**WHAT TO WORK ON**: Rewrite the rows below with each occurrence of "railing" replaced by "handrail" and everything else left unchanged. Omit the pictures from your answer.

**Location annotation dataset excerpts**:
╔══

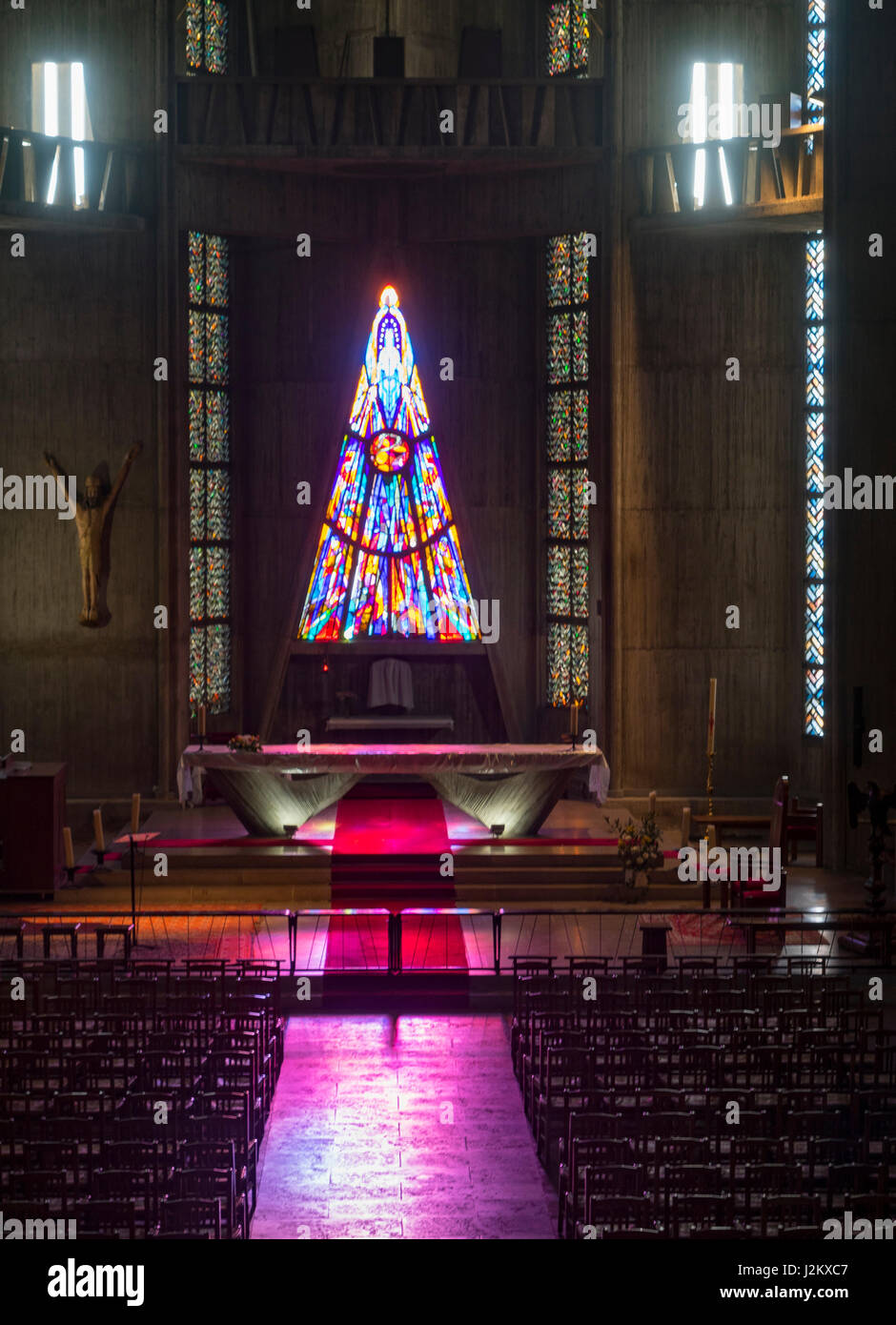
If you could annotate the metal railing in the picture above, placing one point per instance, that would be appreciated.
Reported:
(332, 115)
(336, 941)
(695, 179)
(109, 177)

╚══

**COMPLETE ANSWER**:
If you could annotate the metal handrail in the picture above, placing one point per instance, that would be appreciated.
Reported:
(332, 115)
(336, 941)
(695, 179)
(109, 177)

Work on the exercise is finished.